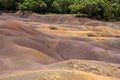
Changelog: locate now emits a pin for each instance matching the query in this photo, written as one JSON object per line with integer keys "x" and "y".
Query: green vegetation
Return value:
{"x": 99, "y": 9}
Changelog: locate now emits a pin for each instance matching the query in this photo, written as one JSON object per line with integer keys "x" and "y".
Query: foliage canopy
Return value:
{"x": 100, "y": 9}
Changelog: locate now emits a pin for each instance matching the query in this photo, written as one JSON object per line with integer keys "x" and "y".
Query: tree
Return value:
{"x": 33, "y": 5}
::::
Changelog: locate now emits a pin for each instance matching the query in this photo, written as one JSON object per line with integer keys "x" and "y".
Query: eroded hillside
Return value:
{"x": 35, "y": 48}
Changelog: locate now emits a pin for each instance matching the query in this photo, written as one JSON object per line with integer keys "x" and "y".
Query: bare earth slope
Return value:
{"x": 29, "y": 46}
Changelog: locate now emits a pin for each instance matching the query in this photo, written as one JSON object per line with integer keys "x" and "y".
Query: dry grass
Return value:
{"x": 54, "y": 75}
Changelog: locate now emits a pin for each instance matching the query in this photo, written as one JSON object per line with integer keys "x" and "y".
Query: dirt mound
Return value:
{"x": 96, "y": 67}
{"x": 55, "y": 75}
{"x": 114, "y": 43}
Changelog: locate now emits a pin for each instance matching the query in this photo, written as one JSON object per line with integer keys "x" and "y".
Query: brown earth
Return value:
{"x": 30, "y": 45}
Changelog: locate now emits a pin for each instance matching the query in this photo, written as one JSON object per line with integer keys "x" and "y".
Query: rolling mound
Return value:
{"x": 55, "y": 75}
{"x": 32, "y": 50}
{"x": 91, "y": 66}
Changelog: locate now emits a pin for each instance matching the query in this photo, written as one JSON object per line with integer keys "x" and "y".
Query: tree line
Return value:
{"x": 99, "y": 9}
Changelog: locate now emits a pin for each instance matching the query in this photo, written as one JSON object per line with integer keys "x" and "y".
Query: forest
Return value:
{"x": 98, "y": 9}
::::
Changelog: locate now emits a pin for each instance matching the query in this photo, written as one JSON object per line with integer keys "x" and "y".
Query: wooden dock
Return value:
::::
Task goal:
Provide solely the number of lines in the listing that contain "earth".

Your response:
2